#### TEXT SHOWN

Bessie Louise Pierce, born in 1888, lived life her own way. And Chicago is better for that.

Never married, she devoted herself to scholarship, first in the field of education as an Iowa high school teacher and professor at the University of Iowa. Then, in midlife, she moved to the University of Chicago where she wrote "A History of Chicago," the definitive account of the city's first years.

That magisterial, three-volume history, begun in 1929 and completed in 1957, has been a touchstone ever since for anyone writing about early Chicago. It was also a pioneering work in academia, the first scholarly study of a large American city.

Excluding appendixes and indexes, the three books cover 1,395 pages -- and Pierce (pictured at right) wrote all 1,395 by hand.

"I'm not sure I ever saw Bessie type," says Perry Duis, a history professor at the University of Illinois at Chicago, and one of the last of dozens of research assistants who worked on the project with Pierce over a four-decade period.

Long out of print, "A History of Chicago" is being published next Saturday for the first time in paperback by the University of Chicago Press. The first book, subtitled, "The Beginning of a City 1673-1848," sells for $35. The others -- subtitled "From Town to City 1848-1871" and "The Rise of the Modern City 1871-1893" -- have $39 price tags.

########
#### EXTRACTED ENTRIES

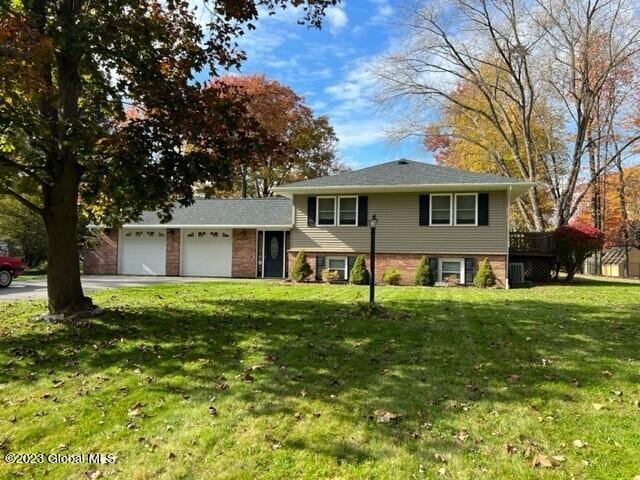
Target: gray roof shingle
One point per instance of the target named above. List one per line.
(615, 255)
(402, 172)
(230, 212)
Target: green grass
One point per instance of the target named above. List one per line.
(485, 380)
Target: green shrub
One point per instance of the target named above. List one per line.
(424, 275)
(484, 276)
(359, 274)
(392, 276)
(330, 276)
(301, 269)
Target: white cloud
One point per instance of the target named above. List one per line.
(359, 132)
(383, 11)
(336, 18)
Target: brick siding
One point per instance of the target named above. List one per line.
(407, 263)
(172, 257)
(103, 259)
(243, 260)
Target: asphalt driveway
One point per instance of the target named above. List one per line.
(37, 289)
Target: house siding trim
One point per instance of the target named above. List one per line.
(399, 231)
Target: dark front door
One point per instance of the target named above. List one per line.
(273, 254)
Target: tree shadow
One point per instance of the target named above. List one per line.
(428, 359)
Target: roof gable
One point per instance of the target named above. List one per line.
(228, 212)
(401, 173)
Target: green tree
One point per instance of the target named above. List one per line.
(484, 277)
(98, 102)
(301, 269)
(424, 275)
(359, 274)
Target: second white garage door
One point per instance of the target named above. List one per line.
(206, 253)
(142, 252)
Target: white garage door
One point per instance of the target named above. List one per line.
(206, 253)
(142, 252)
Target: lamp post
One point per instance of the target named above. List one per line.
(373, 221)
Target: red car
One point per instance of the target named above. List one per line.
(10, 267)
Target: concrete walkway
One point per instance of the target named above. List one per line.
(37, 289)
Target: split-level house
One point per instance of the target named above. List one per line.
(453, 217)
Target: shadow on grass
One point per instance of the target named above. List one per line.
(428, 359)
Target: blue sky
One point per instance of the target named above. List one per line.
(330, 68)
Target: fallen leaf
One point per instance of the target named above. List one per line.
(579, 444)
(542, 461)
(384, 416)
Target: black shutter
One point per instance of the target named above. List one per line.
(483, 209)
(424, 209)
(363, 211)
(319, 267)
(433, 266)
(469, 266)
(350, 262)
(311, 211)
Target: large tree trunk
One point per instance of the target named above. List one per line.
(63, 264)
(624, 216)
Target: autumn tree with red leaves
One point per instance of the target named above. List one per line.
(68, 71)
(574, 244)
(290, 143)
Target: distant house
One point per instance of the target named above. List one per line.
(613, 262)
(455, 218)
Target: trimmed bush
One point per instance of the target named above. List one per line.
(359, 274)
(330, 276)
(424, 275)
(301, 269)
(392, 276)
(484, 276)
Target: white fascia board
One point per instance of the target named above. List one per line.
(171, 225)
(517, 188)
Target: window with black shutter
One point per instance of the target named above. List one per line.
(469, 270)
(424, 210)
(363, 211)
(319, 266)
(350, 261)
(311, 211)
(483, 209)
(433, 266)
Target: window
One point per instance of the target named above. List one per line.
(338, 264)
(441, 209)
(466, 211)
(348, 211)
(451, 271)
(326, 211)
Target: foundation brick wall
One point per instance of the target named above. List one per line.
(243, 260)
(172, 257)
(407, 263)
(103, 259)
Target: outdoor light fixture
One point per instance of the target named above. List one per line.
(373, 222)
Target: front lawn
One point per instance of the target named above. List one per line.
(258, 380)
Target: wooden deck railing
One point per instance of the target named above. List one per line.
(532, 242)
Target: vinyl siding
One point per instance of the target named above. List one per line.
(398, 230)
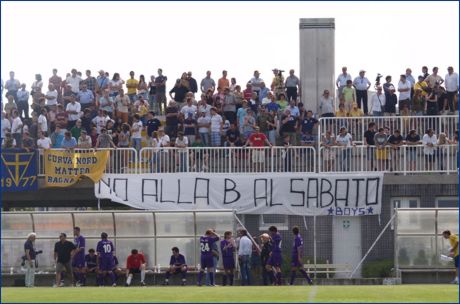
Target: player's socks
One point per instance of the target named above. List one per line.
(142, 275)
(293, 272)
(211, 278)
(113, 278)
(200, 276)
(306, 276)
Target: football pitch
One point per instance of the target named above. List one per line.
(257, 294)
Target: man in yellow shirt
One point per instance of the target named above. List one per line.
(132, 84)
(453, 239)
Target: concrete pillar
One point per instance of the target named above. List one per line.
(317, 59)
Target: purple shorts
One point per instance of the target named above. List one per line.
(295, 262)
(78, 262)
(207, 261)
(274, 260)
(106, 264)
(229, 262)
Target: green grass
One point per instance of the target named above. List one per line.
(284, 294)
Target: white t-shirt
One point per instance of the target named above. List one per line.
(138, 126)
(429, 140)
(406, 85)
(44, 143)
(42, 123)
(216, 121)
(16, 126)
(51, 102)
(188, 109)
(203, 120)
(73, 107)
(5, 125)
(345, 140)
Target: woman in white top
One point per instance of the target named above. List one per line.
(345, 140)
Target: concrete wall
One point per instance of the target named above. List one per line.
(317, 59)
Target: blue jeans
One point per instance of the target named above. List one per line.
(137, 143)
(245, 270)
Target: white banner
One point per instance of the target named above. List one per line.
(266, 193)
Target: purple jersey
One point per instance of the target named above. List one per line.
(105, 249)
(79, 242)
(276, 249)
(297, 246)
(228, 251)
(206, 244)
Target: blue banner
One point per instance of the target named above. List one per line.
(19, 170)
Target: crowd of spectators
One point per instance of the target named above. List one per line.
(104, 112)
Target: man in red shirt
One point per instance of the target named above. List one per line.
(135, 263)
(257, 140)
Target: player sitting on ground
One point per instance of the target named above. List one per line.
(176, 265)
(135, 263)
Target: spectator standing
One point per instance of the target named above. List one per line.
(30, 254)
(342, 80)
(362, 85)
(451, 88)
(292, 85)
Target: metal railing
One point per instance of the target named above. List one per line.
(356, 126)
(227, 160)
(404, 159)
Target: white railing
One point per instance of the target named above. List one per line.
(405, 159)
(357, 126)
(228, 160)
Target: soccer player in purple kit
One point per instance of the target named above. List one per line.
(176, 265)
(105, 253)
(296, 262)
(78, 262)
(207, 260)
(227, 247)
(275, 259)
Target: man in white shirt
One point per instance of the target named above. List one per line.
(429, 141)
(51, 96)
(6, 125)
(362, 84)
(216, 127)
(43, 122)
(341, 81)
(73, 110)
(16, 129)
(136, 131)
(451, 83)
(43, 142)
(74, 81)
(404, 87)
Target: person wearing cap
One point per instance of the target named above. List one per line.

########

**STATED PROBLEM**
Answer these from the text about Bessie Louise Pierce:
1. In what year did Pierce begin "A History of Chicago"?
2. Excluding appendixes and indexes, how many pages do the three books cover?
3. What does the first book in the paperback edition sell for?

**FINISHED EXERCISE**
1. 1929
2. 1,395 pages
3. $35